YOUR TASK: In the essay on quantum mysticism, around what year did the debate of consciousness in quantum theory begin?

Substance dualism, or Cartesian dualism, most famously defended by René Descartes, argues that there are two kinds of foundation: mental and physical. This philosophy states that the mind can exist outside of the body, and the body cannot think. Substance dualism is important historically for having given rise to much thought regarding the famous mind-body problem.
Where religion bullies believers into submission by threats of cosmic punishment, New Age thought uses scientific jargon to manipulate and mystify minds into a state of adult-child wonderment. They are selling the Dream State.
False hope sells. It is a multi-billion dollar industry because it gives humans psychological candy to relieve death anxiety. Social media has self-appointed gurus who claim to be connected to alien races while babbling pure uncut pseudo-scientific nonsense. Some even claim that Einstein believed in the New Age doctrine of "create your reality," which is about as valid as claiming Mother Goose stories are non-fiction. Einstein is misquoted consistently in New Age publications to stuff science into New Age fantasy.
From 'Quantum Mysticism: Gone but Not Forgotten:
"The debate of consciousness in quantum theory began around 1927 when Einstein accused Neils Bohr of introducing a mysticism incompatible with science. He adamantly opposed any subjectivity in science. He disagreed with Bohr's view that it is unscientific to inquire whether Schrodinger's cat in a box is alive or dead before an observation is made. Einstein devoted much of his later life to searching for elements of reality to make quantum mechanics a theory based on realism which is the belief that reality exists independently of observers." [Source}
American particle physicist Victor Stenger, who wrote extensively on the misconceptions of quantum spirituality, states:
"No compelling argument or evidence requires that quantum mechanics plays a central role in human consciousness or provides instantaneous, holistic connections across the universe. Modern physics, including quantum mechanics, remains completely materialistic and reductionistic while being consistent with all scientific observations."
Then you have science historian Michael Shermer who states:
"The gap between subatomic quantum effects and large-scale macro systems is too large to bridge. There is no micro-macro connection. Then "what the bleep" is going on here?"
Despite the overwhelming evidence that the objective world exists independent of human brains, spiritual dreamers refuse to accept the "reality" of the matter (pun intended). This denial evokes compassion because the world is unfair and, at times, brutal. Genocide, war, crime, and poverty are realities no one wants to accept. Metaphysical dissociation is an easy out.

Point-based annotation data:
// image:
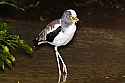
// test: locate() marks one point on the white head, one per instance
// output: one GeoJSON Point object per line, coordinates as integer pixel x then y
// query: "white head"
{"type": "Point", "coordinates": [69, 16]}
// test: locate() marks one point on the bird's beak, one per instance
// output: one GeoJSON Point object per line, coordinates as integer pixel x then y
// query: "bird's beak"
{"type": "Point", "coordinates": [74, 19]}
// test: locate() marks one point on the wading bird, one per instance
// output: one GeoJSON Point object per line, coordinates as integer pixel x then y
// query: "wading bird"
{"type": "Point", "coordinates": [58, 33]}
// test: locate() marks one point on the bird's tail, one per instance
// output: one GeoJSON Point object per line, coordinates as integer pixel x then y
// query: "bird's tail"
{"type": "Point", "coordinates": [36, 43]}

FINISHED EXERCISE: Around 1927.